** START OF Data listing **

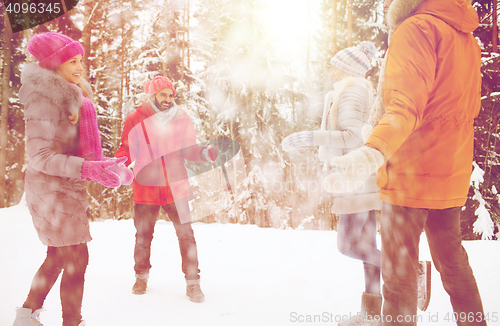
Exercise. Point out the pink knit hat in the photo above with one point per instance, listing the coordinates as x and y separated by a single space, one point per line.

** END OF Data listing **
** START OF Data listing **

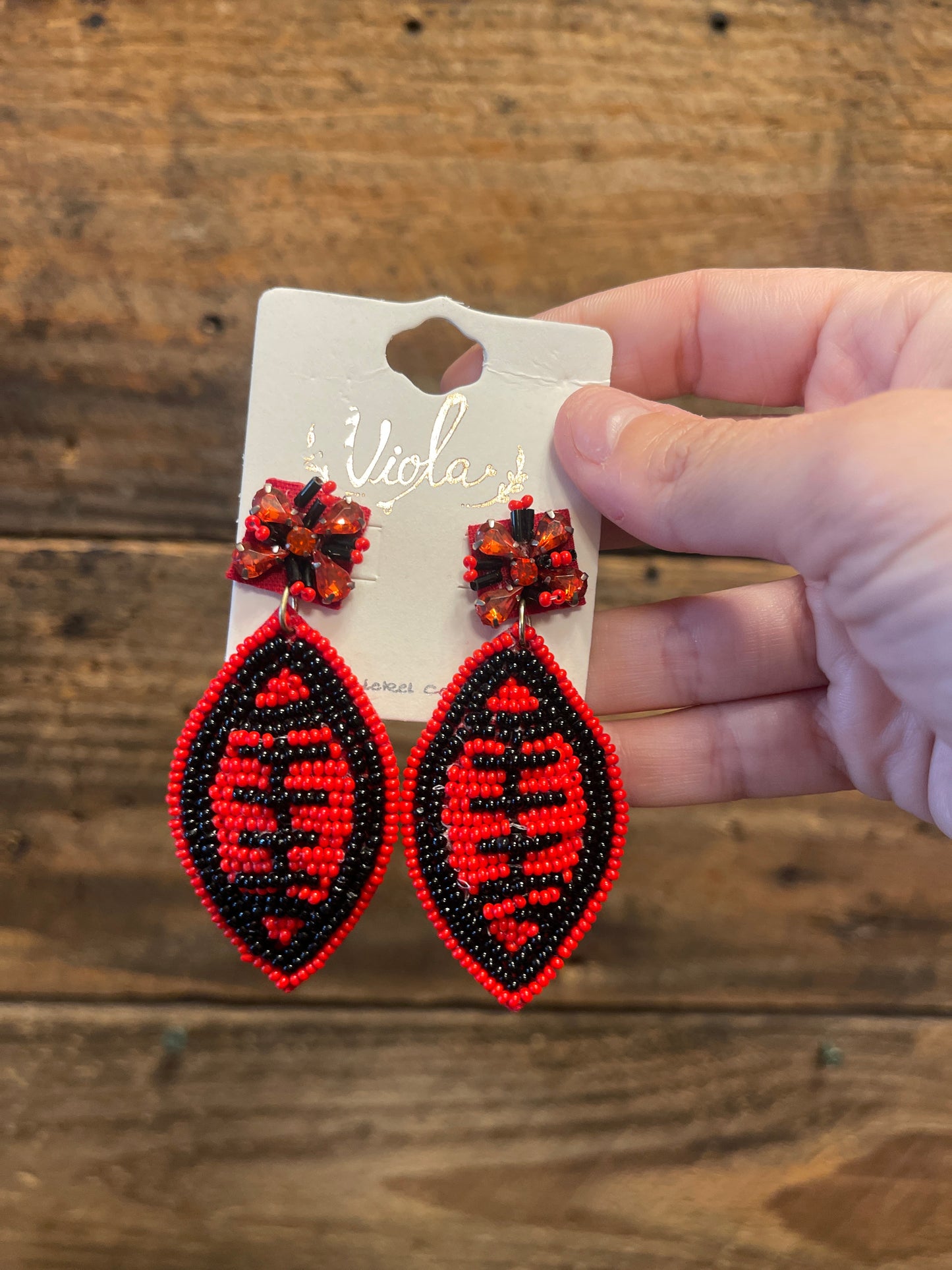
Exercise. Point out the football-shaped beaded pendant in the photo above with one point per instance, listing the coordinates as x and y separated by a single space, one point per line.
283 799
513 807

** END OF Data listing **
** START OF Data listing **

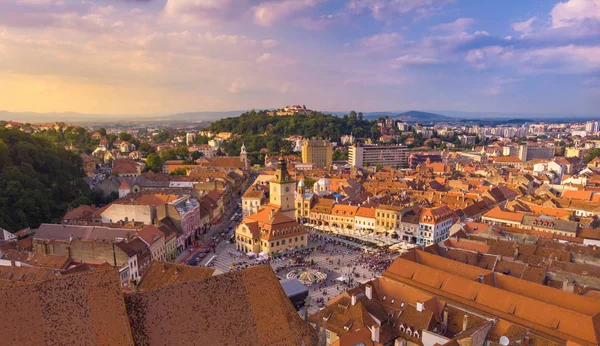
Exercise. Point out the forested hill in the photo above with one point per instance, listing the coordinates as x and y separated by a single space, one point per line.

** END OF Data listing **

What to produce >> Display every line of the material above that contains the string "shaped", treating uppercase and lowercase letters as distinct.

Written answer >>
Exercise. Point out the football-shaped beaded pendant in the photo above with one point per instance, listing the coordinates as x and y separated by a single space, one point per line.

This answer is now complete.